Please report every line of the material that contains the word "dark", copying each such line in full.

# START OF Records supplied

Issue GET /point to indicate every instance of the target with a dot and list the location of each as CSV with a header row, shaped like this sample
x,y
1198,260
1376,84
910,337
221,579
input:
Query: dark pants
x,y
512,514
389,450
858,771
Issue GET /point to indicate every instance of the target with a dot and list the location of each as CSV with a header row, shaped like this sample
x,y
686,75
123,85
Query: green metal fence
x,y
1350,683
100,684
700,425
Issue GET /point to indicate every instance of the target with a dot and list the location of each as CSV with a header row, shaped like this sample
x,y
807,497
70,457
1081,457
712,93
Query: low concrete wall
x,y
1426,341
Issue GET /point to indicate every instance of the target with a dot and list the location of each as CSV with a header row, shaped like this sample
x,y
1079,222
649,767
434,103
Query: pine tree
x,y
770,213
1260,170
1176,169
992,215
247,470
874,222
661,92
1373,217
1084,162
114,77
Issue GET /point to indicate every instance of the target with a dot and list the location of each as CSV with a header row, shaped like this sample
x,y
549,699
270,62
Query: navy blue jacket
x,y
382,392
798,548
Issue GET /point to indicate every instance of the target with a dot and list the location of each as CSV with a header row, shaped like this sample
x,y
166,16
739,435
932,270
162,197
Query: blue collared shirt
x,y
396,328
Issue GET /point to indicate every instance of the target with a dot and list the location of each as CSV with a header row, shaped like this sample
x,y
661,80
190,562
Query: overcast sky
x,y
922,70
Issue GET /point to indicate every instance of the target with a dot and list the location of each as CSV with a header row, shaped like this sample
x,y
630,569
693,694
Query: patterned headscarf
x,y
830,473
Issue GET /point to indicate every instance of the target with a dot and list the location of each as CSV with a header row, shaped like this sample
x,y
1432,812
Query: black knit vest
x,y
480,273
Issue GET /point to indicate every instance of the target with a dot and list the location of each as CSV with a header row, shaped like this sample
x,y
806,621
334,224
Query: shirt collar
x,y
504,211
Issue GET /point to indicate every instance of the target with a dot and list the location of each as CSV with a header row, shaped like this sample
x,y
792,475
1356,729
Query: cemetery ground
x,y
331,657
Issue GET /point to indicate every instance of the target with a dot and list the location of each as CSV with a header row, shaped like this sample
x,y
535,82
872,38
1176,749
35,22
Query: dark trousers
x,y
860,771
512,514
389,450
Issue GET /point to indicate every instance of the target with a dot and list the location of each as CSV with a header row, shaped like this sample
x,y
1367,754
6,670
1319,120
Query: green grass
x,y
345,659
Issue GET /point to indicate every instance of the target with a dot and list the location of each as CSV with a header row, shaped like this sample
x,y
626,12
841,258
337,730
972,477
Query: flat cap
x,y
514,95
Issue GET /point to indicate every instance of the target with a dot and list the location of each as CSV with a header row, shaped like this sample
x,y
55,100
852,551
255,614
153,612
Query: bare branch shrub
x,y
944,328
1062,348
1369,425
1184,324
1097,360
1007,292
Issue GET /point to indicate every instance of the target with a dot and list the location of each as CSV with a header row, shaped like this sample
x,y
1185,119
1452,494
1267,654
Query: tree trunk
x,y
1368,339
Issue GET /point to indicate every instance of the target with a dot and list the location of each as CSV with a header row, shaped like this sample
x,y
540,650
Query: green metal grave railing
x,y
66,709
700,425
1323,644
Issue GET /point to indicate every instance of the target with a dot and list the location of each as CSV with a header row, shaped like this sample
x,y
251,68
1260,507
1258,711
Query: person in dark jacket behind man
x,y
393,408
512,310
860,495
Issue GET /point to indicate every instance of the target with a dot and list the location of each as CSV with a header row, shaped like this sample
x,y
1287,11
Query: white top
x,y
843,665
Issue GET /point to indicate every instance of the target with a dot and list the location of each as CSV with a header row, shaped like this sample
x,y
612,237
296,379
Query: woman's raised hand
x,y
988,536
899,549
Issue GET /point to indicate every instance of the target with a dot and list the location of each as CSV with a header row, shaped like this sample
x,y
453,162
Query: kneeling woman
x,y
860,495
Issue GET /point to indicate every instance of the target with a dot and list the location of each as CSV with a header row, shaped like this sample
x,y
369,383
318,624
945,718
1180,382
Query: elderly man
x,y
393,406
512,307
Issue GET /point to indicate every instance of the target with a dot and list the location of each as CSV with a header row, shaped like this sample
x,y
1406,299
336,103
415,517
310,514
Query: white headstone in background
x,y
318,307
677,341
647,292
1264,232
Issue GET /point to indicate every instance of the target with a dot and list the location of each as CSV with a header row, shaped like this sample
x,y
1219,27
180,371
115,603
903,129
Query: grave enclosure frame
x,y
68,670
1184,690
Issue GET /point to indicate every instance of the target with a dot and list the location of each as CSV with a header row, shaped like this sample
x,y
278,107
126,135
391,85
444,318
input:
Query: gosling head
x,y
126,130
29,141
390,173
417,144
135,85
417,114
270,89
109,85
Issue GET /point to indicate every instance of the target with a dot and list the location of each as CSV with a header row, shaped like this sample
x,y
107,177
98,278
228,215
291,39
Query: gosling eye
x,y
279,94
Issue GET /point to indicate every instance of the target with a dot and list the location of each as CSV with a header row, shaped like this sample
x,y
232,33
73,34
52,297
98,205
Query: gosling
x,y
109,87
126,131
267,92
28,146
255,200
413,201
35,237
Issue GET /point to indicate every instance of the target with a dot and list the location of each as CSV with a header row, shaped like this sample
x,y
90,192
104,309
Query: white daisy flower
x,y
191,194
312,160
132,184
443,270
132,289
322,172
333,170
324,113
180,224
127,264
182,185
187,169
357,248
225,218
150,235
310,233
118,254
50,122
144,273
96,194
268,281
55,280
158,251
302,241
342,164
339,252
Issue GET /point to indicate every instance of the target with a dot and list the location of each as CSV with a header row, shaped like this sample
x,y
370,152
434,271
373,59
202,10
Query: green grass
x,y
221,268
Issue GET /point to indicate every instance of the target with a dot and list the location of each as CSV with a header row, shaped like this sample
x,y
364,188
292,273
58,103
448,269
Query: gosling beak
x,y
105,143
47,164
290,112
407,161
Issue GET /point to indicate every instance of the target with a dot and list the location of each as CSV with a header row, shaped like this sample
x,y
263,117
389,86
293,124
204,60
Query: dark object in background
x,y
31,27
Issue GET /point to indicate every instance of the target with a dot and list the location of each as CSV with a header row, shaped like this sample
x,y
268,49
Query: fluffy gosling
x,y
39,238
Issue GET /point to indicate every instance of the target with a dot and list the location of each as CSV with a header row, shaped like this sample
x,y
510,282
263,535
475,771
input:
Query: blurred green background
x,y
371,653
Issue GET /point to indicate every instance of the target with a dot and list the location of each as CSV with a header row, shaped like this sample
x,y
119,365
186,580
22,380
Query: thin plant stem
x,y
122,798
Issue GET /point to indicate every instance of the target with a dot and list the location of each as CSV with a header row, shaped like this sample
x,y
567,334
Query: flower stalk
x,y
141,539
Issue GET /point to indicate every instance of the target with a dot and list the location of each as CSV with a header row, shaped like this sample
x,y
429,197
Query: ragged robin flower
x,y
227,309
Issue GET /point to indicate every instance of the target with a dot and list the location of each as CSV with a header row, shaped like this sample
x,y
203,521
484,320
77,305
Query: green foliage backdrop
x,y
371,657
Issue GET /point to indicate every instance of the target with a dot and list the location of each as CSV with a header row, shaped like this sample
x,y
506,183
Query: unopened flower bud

# END OF Records supplied

• [Output of the task]:
Query: dark pants
Query: dark trousers
Query: person in dark jacket behind man
Query: dark object in background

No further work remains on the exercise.